Where the records below show a line containing "Mark the chair with green", start copying; end with the line containing "Mark the paper price tag with a point.", and copy it too.

Information supplied Start Marker

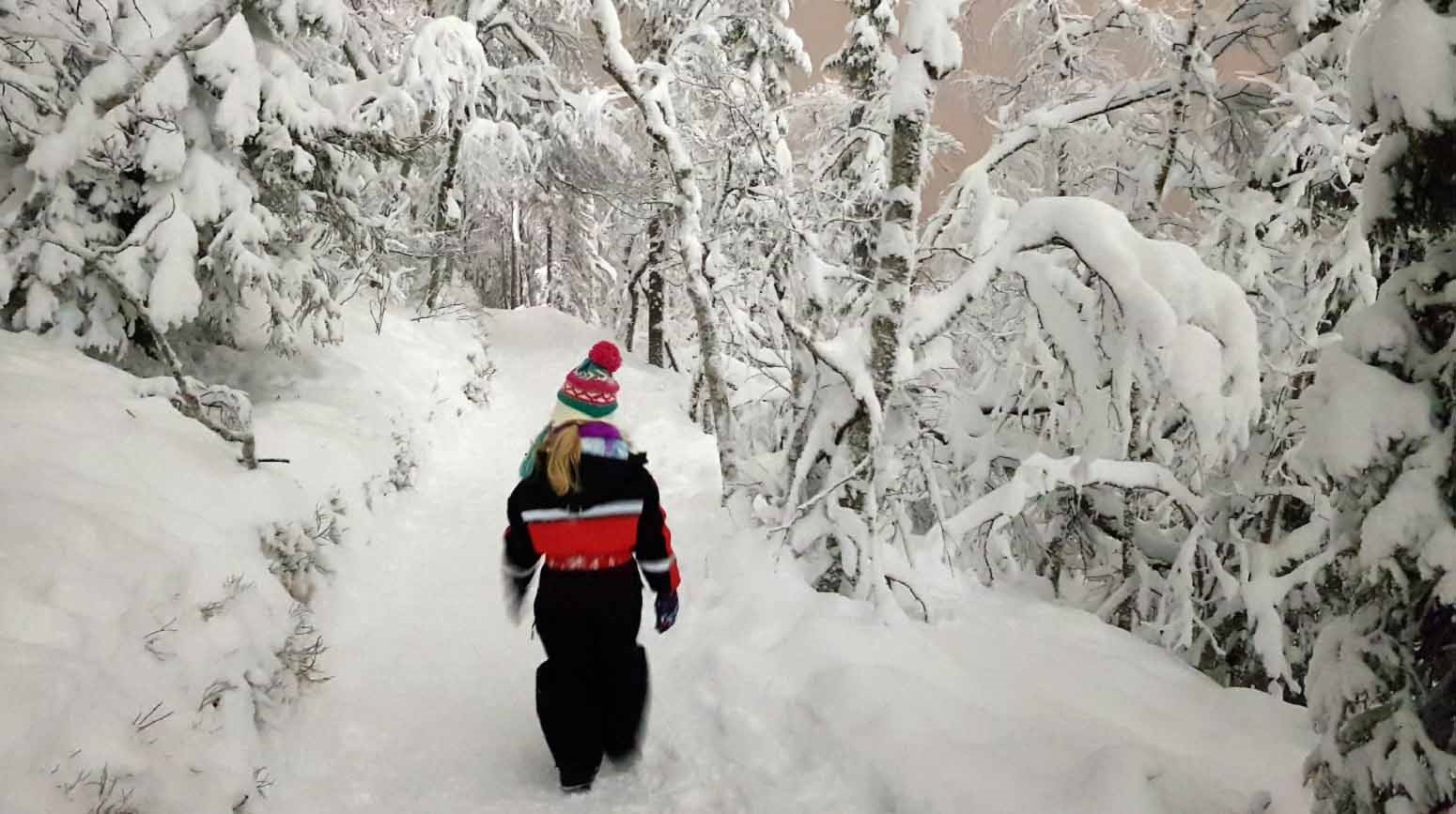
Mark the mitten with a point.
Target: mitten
(666, 610)
(514, 590)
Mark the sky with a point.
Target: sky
(821, 25)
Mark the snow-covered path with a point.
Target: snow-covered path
(767, 698)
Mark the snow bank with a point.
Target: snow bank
(1008, 705)
(145, 639)
(767, 698)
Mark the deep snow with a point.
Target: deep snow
(767, 695)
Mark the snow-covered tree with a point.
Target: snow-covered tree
(1381, 427)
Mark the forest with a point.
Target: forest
(1177, 348)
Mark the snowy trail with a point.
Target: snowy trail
(431, 703)
(767, 698)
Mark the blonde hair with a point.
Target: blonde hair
(563, 451)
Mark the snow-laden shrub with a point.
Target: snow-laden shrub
(296, 549)
(478, 388)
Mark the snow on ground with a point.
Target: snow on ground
(767, 697)
(140, 625)
(121, 515)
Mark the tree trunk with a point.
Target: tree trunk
(656, 296)
(440, 266)
(1180, 113)
(516, 259)
(661, 126)
(550, 235)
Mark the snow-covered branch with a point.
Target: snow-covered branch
(1040, 475)
(653, 100)
(1188, 320)
(963, 194)
(116, 81)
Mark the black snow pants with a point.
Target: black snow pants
(592, 692)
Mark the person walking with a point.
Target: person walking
(588, 517)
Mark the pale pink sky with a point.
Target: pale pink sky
(821, 25)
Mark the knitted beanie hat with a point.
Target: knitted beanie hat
(590, 391)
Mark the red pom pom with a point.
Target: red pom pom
(606, 356)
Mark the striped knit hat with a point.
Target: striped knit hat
(590, 392)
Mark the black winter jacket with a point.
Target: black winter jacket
(613, 520)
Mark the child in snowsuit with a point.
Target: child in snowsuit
(587, 515)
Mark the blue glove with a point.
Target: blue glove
(666, 610)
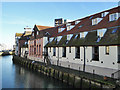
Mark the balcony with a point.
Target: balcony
(118, 59)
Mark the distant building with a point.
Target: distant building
(23, 42)
(60, 21)
(17, 37)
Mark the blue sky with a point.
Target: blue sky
(17, 15)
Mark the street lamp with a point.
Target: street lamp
(84, 59)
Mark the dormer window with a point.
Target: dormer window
(37, 32)
(104, 14)
(100, 34)
(96, 21)
(51, 39)
(76, 22)
(69, 36)
(69, 27)
(59, 29)
(113, 17)
(59, 38)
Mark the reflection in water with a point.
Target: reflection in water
(15, 76)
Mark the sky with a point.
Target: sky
(17, 15)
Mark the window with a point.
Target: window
(96, 53)
(100, 33)
(113, 17)
(114, 30)
(118, 54)
(64, 52)
(69, 36)
(96, 21)
(68, 28)
(39, 49)
(107, 50)
(50, 49)
(33, 34)
(104, 14)
(54, 51)
(77, 52)
(59, 38)
(80, 26)
(83, 34)
(37, 32)
(76, 22)
(59, 29)
(76, 36)
(69, 49)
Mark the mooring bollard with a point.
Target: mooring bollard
(81, 82)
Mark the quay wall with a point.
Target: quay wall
(65, 77)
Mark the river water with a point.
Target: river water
(15, 76)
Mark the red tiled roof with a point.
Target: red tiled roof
(42, 27)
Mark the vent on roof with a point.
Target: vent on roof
(114, 30)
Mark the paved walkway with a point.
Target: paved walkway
(80, 73)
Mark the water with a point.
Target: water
(15, 76)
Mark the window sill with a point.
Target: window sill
(107, 53)
(118, 62)
(95, 60)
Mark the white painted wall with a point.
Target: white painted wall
(23, 51)
(97, 66)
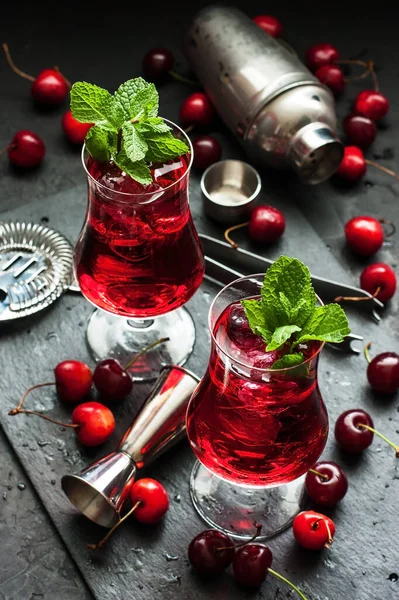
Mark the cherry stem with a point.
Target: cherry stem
(102, 542)
(330, 538)
(381, 168)
(144, 350)
(369, 70)
(394, 446)
(16, 411)
(366, 352)
(56, 68)
(11, 63)
(392, 225)
(288, 582)
(358, 298)
(230, 229)
(181, 78)
(321, 475)
(255, 535)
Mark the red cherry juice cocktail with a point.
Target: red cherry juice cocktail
(250, 424)
(139, 254)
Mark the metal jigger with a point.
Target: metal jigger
(100, 490)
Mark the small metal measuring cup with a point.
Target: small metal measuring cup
(100, 490)
(230, 189)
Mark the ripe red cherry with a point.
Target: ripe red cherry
(364, 235)
(371, 104)
(267, 224)
(207, 151)
(321, 54)
(270, 24)
(153, 500)
(74, 130)
(313, 530)
(328, 488)
(96, 423)
(26, 149)
(251, 563)
(353, 165)
(211, 552)
(379, 275)
(73, 380)
(196, 110)
(157, 63)
(360, 130)
(383, 373)
(333, 77)
(50, 87)
(112, 380)
(349, 434)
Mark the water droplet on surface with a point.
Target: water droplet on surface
(170, 557)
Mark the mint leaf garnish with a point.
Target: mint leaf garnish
(88, 102)
(288, 360)
(288, 296)
(281, 335)
(287, 313)
(134, 143)
(256, 318)
(126, 128)
(136, 96)
(138, 170)
(153, 125)
(98, 142)
(326, 324)
(163, 146)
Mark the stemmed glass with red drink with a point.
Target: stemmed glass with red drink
(255, 430)
(139, 260)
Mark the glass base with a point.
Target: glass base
(235, 509)
(110, 336)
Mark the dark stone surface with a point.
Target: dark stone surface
(134, 565)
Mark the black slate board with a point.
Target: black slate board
(135, 564)
(105, 44)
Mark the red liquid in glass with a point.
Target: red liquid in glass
(252, 427)
(139, 256)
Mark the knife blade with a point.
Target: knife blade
(248, 263)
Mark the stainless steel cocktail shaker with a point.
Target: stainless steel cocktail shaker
(281, 113)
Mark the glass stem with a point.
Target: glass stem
(140, 323)
(278, 576)
(144, 350)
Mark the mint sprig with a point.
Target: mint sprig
(126, 127)
(287, 314)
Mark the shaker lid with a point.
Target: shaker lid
(315, 152)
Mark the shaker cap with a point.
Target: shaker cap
(315, 153)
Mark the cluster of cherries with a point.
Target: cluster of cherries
(93, 422)
(365, 235)
(49, 89)
(212, 551)
(369, 107)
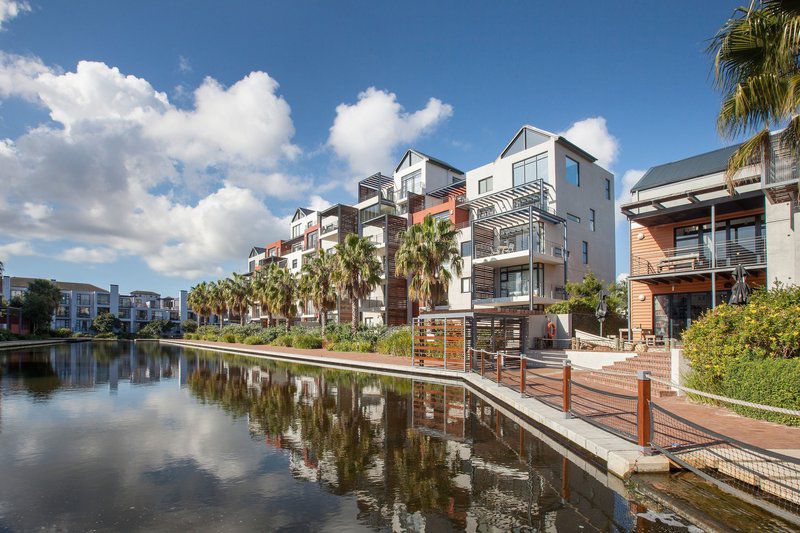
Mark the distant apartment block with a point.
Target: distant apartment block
(82, 302)
(688, 234)
(539, 215)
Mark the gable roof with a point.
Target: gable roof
(434, 160)
(684, 169)
(63, 285)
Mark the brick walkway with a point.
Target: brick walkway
(592, 400)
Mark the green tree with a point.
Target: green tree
(429, 256)
(106, 323)
(756, 68)
(317, 284)
(358, 270)
(40, 303)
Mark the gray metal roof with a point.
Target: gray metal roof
(691, 167)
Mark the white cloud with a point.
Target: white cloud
(17, 248)
(592, 135)
(125, 172)
(81, 254)
(365, 134)
(10, 9)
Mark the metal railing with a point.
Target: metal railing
(729, 253)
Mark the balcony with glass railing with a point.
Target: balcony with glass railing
(749, 251)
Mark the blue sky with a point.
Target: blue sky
(198, 176)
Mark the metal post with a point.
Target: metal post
(643, 409)
(566, 389)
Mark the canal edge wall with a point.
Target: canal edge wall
(621, 457)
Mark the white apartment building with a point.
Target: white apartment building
(539, 215)
(82, 302)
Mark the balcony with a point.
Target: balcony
(685, 260)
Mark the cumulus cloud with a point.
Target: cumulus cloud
(592, 135)
(365, 134)
(122, 171)
(10, 9)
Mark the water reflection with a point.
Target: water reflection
(192, 439)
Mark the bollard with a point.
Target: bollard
(566, 389)
(643, 409)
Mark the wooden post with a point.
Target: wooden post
(566, 388)
(643, 409)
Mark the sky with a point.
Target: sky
(152, 144)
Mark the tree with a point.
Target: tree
(217, 301)
(317, 284)
(429, 256)
(199, 301)
(756, 68)
(106, 323)
(358, 270)
(40, 303)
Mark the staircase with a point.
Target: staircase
(658, 363)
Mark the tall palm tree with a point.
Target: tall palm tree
(317, 284)
(217, 299)
(282, 294)
(199, 301)
(756, 67)
(237, 292)
(429, 256)
(358, 270)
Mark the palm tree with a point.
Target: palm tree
(283, 294)
(217, 299)
(199, 301)
(429, 256)
(756, 68)
(317, 284)
(358, 270)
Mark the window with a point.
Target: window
(531, 169)
(465, 285)
(485, 185)
(573, 174)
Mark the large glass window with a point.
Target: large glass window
(531, 169)
(573, 174)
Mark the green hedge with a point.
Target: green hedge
(750, 352)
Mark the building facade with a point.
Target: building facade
(82, 302)
(688, 234)
(539, 215)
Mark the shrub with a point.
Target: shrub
(307, 341)
(397, 342)
(731, 348)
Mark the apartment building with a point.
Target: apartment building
(688, 234)
(82, 302)
(539, 215)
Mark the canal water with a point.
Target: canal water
(99, 436)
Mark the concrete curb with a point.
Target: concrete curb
(620, 456)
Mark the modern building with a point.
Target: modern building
(82, 302)
(539, 215)
(688, 234)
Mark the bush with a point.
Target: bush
(307, 341)
(731, 348)
(397, 342)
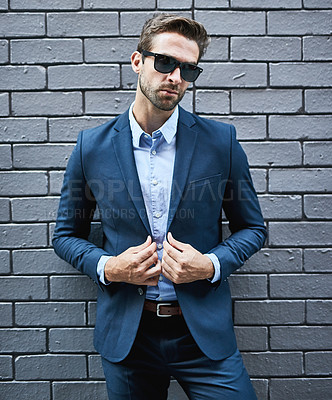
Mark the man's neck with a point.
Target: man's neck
(149, 117)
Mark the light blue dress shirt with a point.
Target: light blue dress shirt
(154, 157)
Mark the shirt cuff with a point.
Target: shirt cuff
(217, 273)
(101, 267)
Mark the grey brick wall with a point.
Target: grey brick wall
(64, 66)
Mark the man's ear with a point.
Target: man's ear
(136, 62)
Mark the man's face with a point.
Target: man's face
(165, 91)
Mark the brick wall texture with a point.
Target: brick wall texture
(64, 67)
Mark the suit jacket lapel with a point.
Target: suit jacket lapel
(185, 144)
(123, 148)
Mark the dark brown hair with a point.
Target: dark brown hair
(160, 23)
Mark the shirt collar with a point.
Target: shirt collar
(168, 130)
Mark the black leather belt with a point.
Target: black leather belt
(162, 309)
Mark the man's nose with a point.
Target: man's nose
(175, 76)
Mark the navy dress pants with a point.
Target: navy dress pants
(163, 348)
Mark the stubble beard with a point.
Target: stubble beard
(164, 103)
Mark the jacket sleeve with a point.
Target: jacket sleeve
(76, 210)
(243, 212)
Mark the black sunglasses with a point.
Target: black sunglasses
(166, 64)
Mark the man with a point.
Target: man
(160, 177)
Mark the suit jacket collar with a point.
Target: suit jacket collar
(185, 143)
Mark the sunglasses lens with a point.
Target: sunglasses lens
(164, 64)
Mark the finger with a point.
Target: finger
(142, 246)
(175, 243)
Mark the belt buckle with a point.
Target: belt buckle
(158, 310)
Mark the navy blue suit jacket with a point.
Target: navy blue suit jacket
(210, 174)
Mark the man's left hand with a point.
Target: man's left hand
(182, 263)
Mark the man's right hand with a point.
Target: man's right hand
(133, 265)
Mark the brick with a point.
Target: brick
(25, 390)
(23, 130)
(261, 101)
(21, 235)
(50, 367)
(299, 22)
(301, 388)
(45, 5)
(109, 49)
(318, 153)
(301, 74)
(23, 288)
(84, 77)
(22, 24)
(265, 4)
(251, 338)
(106, 102)
(212, 102)
(317, 4)
(131, 22)
(119, 4)
(6, 371)
(269, 312)
(50, 314)
(318, 260)
(128, 77)
(247, 127)
(4, 54)
(318, 206)
(56, 180)
(319, 312)
(41, 261)
(67, 129)
(274, 260)
(300, 338)
(82, 24)
(318, 363)
(266, 48)
(42, 155)
(301, 180)
(170, 5)
(46, 51)
(72, 288)
(300, 233)
(259, 179)
(5, 156)
(22, 340)
(95, 367)
(6, 311)
(4, 104)
(318, 100)
(248, 286)
(232, 22)
(229, 75)
(217, 50)
(92, 311)
(299, 127)
(79, 390)
(4, 212)
(295, 286)
(47, 103)
(281, 207)
(22, 183)
(273, 154)
(317, 48)
(71, 340)
(273, 364)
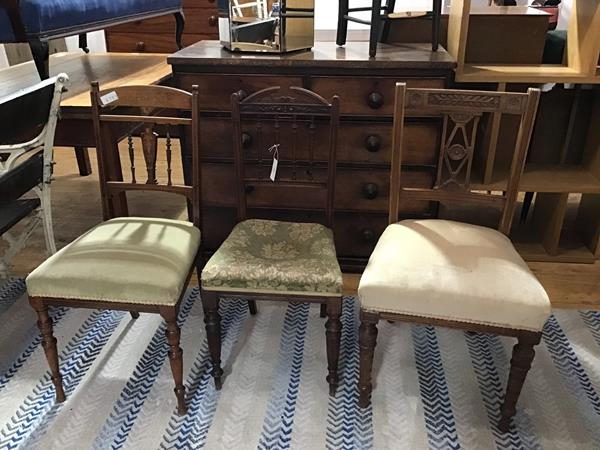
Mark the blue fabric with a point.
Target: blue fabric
(47, 17)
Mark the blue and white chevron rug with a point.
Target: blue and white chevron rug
(435, 388)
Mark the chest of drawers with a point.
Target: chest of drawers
(366, 90)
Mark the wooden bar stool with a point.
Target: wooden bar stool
(381, 16)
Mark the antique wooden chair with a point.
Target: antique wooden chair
(273, 260)
(448, 273)
(381, 15)
(28, 121)
(135, 264)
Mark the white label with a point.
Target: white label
(274, 169)
(107, 99)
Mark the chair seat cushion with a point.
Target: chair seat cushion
(124, 260)
(265, 256)
(453, 271)
(49, 17)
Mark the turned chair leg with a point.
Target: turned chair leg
(49, 345)
(333, 333)
(367, 340)
(173, 334)
(212, 319)
(522, 357)
(252, 307)
(323, 312)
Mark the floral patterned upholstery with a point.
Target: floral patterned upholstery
(266, 256)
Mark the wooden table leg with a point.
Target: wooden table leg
(83, 161)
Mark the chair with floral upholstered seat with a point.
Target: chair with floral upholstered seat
(269, 259)
(137, 264)
(449, 273)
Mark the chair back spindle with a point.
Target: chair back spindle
(462, 112)
(290, 117)
(115, 106)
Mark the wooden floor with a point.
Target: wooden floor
(76, 208)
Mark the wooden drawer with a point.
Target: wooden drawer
(367, 95)
(359, 142)
(356, 189)
(215, 90)
(149, 43)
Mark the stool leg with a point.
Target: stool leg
(342, 23)
(376, 27)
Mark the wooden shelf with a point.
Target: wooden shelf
(550, 178)
(546, 73)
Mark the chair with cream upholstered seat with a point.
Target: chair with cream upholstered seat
(450, 273)
(269, 259)
(136, 264)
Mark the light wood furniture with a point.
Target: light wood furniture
(128, 263)
(74, 129)
(362, 179)
(277, 260)
(156, 35)
(463, 293)
(583, 44)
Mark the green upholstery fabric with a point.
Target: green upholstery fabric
(266, 256)
(124, 260)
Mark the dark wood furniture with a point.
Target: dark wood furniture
(75, 129)
(83, 21)
(462, 111)
(367, 89)
(288, 122)
(155, 35)
(381, 16)
(134, 244)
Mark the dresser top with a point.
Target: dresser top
(354, 55)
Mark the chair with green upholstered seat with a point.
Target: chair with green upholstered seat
(137, 264)
(269, 259)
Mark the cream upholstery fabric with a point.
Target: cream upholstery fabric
(455, 271)
(129, 259)
(266, 256)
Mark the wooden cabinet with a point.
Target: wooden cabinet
(366, 89)
(157, 35)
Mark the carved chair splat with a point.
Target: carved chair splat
(134, 264)
(453, 260)
(286, 122)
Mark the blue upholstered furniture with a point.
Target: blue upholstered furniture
(36, 21)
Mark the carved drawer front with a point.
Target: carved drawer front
(358, 142)
(356, 234)
(367, 95)
(355, 190)
(368, 190)
(215, 90)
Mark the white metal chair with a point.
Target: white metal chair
(261, 8)
(28, 120)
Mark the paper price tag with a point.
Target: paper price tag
(107, 99)
(274, 169)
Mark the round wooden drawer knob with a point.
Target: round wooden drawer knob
(373, 143)
(246, 140)
(370, 191)
(367, 235)
(375, 100)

Information supplied End Marker

• _Written response_
Mark the chair with green upholstered seat with a point.
Target: chair with green upholstered seat
(137, 264)
(269, 259)
Mark the cream upholstery fabric with a point.
Target: cream upholstery fabric
(455, 271)
(129, 259)
(266, 256)
Mark the wooden cabinet with a point.
Target: wooden cabinet
(366, 89)
(157, 35)
Mark the carved chair splat with a point.
Target: carved chair splat
(134, 264)
(453, 260)
(286, 122)
Mark the blue upholstered furniture with a point.
Target: blue upholstered furniture
(36, 21)
Mark the carved drawer front with a point.
Target: carved drawer front
(358, 142)
(356, 234)
(367, 95)
(355, 190)
(368, 190)
(215, 90)
Mark the white metal chair with a point.
Target: white metal chair
(261, 8)
(28, 120)
Mark the paper price tag with a point.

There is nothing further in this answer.